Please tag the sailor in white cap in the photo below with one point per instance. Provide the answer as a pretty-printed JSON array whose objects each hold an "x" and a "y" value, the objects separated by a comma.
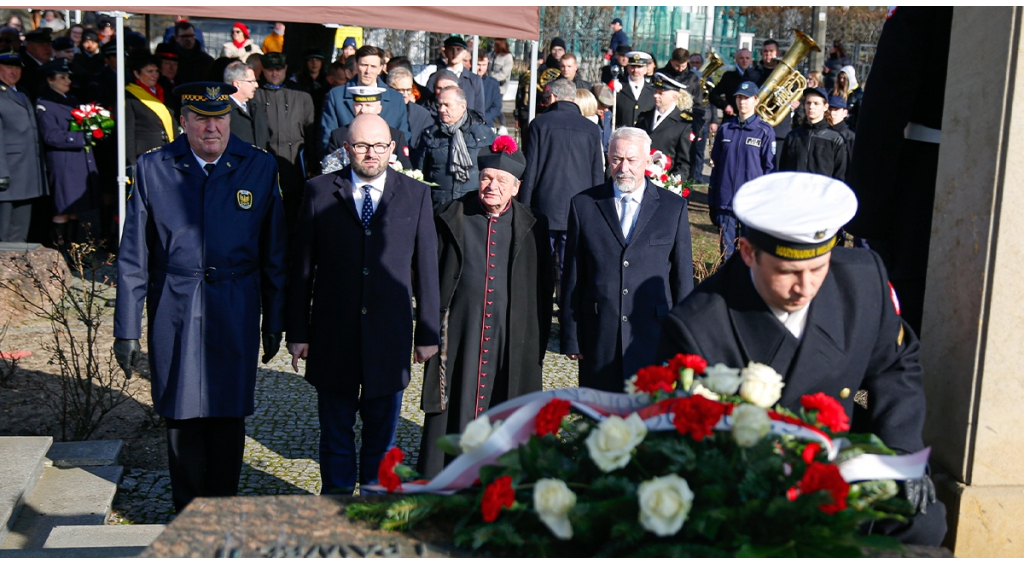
[
  {"x": 369, "y": 99},
  {"x": 636, "y": 94},
  {"x": 821, "y": 315}
]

^^^^^^^^

▸ Exercise description
Retype all entries exactly as they appear, dropping the images.

▸ Solution to this exercise
Please tag the sailor in white cap in the photo below with one point per instance. Provide the answer as a pretty-printed JSON array whose objects each hold an "x" and a "y" value, the objects separated by a comma.
[
  {"x": 369, "y": 99},
  {"x": 636, "y": 94},
  {"x": 821, "y": 315}
]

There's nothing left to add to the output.